───── Data shown

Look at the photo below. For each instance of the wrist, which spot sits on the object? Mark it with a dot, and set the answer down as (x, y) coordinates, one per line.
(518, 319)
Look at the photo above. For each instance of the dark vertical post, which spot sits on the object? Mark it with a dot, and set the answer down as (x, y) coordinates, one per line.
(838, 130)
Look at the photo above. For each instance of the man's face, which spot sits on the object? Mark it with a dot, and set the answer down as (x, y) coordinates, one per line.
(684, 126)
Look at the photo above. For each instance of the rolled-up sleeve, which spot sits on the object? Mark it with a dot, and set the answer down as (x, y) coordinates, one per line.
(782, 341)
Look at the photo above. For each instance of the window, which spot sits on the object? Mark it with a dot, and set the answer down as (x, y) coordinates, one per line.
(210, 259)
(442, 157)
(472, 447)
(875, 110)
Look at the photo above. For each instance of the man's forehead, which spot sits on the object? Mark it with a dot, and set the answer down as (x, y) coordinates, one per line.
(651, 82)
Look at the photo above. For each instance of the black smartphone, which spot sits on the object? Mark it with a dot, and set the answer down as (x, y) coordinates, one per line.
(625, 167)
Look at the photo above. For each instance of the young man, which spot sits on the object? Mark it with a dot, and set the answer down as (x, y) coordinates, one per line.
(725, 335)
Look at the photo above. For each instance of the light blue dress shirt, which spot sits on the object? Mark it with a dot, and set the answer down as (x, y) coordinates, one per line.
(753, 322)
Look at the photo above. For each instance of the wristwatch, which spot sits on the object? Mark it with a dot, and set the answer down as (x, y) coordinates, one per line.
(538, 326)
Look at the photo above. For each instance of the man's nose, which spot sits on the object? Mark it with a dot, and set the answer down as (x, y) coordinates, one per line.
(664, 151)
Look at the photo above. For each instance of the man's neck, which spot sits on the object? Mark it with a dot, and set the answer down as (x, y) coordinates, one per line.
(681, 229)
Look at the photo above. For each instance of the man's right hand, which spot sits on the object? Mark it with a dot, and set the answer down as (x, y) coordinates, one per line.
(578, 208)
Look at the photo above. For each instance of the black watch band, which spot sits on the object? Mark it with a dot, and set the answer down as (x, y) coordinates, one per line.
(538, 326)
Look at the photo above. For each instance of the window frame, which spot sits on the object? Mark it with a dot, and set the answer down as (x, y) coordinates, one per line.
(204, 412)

──────────

-- Goal of the exercise --
Give back each record exactly, from the first line through the last.

-- Expected answer --
Look at the photo below. For each instance of the wrist, which spot sits on the object? Mark it with a dot, and set the answer down as (x, y) coordinates, one per line.
(518, 319)
Look at the photo above. For each instance of the dark vertical post, which spot sits on the object? Mark it with a dot, and set the answer down as (x, y) coordinates, one per line.
(838, 130)
Look at the photo above. For each instance of the man's face, which spot sits on the object? Mark it with a dot, and set the answer down as (x, y) coordinates, one per line.
(684, 126)
Look at the photo above. For each instance of the rolled-up sleeve, which spot sits on the object? Mark it with a dot, and set the answer down as (x, y) coordinates, one per line.
(782, 341)
Look at the photo above. For each instance of the window, which spot sits on the object? Mark it with a dot, and set the answer down as (x, y) coordinates, one per line.
(210, 259)
(442, 157)
(472, 447)
(875, 110)
Look at the photo above. For each instance of the man's forehead, which spot sits on the object? Mark it with a dot, and set the answer down as (x, y) coordinates, one per line.
(651, 82)
Look at the photo above. For each instance of the black smartphone, which spot sits on the object? Mark it with a dot, and set the answer down as (x, y) coordinates, one per line.
(625, 167)
Look at the photo above. For each instance of the young man, which spot sits on the object? Mark it with a dot, and set the answer down as (x, y) coordinates, one per line.
(725, 335)
Look at the photo above. For each instance of the light blue dress shirt, which spot sits on the object? Mark it with a dot, and set the answer down as (x, y) coordinates, one per line.
(753, 322)
Look at the photo above. For each instance of the wristwatch, which spot sits on the object? Mark it with a dot, and set the answer down as (x, y) coordinates, one per line.
(538, 326)
Look at the photo above. For each instance of the man's nose, which spot sits on the object? Mark it with a dot, and set the answer down as (x, y) coordinates, one per line.
(664, 151)
Look at the photo above. For each instance of the man's neck, which spot sits on the object? Mark it with a dot, and set the answer down as (x, y) coordinates, one per line.
(681, 229)
Look at the photo above. For each instance of the man's right hand, which spot sits on the object? Mark it with a dot, and set the answer down as (x, y) coordinates, one per line.
(578, 208)
Look at the photo above. For each instance of the black watch band, which spot sits on the object? Mark it with a dot, and set the answer down as (x, y) coordinates, one per line.
(538, 326)
Look at the photo above. For each instance of the window frame, which spot sits on the object? Mark it with a dot, and set the answer down as (x, y) coordinates, one per line.
(204, 412)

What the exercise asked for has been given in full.